* Data shown:
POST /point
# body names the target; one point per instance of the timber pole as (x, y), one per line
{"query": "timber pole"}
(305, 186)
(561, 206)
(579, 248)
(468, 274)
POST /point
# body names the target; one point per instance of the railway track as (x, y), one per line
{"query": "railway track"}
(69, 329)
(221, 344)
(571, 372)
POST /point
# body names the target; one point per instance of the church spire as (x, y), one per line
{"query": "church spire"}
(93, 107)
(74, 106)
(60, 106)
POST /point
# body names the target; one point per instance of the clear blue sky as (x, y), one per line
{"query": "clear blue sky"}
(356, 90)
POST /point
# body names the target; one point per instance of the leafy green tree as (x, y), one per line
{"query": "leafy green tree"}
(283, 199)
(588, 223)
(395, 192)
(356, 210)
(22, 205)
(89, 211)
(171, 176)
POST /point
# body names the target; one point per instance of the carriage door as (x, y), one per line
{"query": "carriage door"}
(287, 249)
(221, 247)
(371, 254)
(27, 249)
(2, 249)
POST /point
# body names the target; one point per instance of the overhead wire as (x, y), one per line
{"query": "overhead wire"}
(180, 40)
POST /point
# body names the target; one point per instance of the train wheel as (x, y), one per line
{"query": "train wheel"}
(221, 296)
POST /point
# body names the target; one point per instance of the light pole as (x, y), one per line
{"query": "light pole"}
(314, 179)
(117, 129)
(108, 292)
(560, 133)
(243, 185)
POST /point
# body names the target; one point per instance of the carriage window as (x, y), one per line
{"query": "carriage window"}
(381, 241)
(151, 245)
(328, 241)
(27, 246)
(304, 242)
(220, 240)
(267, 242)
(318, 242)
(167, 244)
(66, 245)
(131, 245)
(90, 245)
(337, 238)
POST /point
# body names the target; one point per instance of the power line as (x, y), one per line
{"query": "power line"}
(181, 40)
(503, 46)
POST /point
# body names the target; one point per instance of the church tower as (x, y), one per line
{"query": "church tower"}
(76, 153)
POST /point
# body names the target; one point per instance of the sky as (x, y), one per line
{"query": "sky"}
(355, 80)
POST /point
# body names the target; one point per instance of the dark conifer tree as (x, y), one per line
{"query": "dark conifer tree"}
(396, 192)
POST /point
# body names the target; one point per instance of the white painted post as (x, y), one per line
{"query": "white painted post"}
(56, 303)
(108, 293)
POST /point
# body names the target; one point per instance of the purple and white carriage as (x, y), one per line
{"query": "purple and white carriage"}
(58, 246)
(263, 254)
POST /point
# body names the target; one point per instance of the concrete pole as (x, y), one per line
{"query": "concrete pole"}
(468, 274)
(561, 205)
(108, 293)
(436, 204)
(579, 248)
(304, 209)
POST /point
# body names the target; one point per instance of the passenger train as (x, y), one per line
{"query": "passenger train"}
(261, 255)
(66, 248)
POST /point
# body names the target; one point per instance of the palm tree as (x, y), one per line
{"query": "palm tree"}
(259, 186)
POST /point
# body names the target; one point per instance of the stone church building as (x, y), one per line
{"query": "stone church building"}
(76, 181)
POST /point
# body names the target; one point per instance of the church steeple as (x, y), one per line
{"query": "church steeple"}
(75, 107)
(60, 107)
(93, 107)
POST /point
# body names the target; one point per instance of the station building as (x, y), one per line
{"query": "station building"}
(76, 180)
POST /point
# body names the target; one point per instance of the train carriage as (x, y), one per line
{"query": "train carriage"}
==
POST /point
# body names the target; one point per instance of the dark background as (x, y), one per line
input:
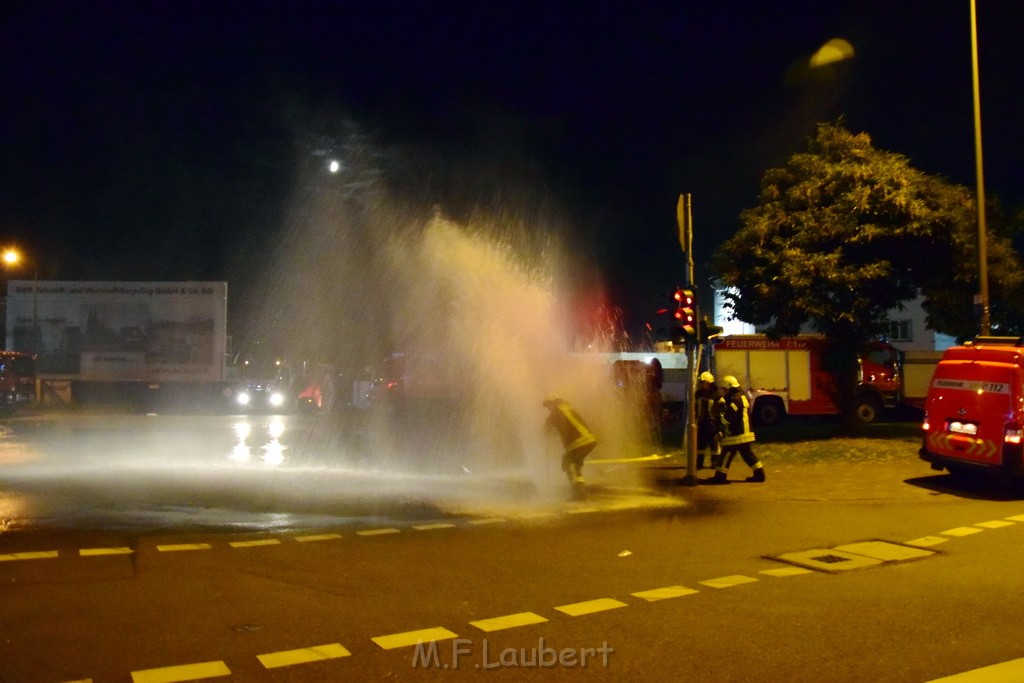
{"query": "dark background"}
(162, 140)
...
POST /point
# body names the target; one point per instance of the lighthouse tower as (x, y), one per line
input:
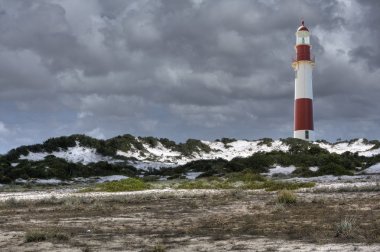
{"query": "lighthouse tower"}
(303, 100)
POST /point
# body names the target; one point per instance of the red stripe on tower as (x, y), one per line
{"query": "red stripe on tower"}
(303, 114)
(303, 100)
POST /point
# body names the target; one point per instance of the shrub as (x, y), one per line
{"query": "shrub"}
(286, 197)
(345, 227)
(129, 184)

* What is asked: Filter the records and copy every line that contains the word "wheel".

* Finished task:
# body names the target; one point per instance of the train wheel as (x, y), one per line
{"query": "train wheel"}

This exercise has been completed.